### Assignment
In the entries below, how many lines hold the string "bird"? Give only the number.
*** Extracted data Section Begins ***
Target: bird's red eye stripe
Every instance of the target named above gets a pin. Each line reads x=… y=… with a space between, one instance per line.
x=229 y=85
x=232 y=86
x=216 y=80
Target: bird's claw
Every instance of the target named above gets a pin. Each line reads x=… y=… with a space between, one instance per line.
*** Extracted data Section Ends ***
### Answer to this problem
2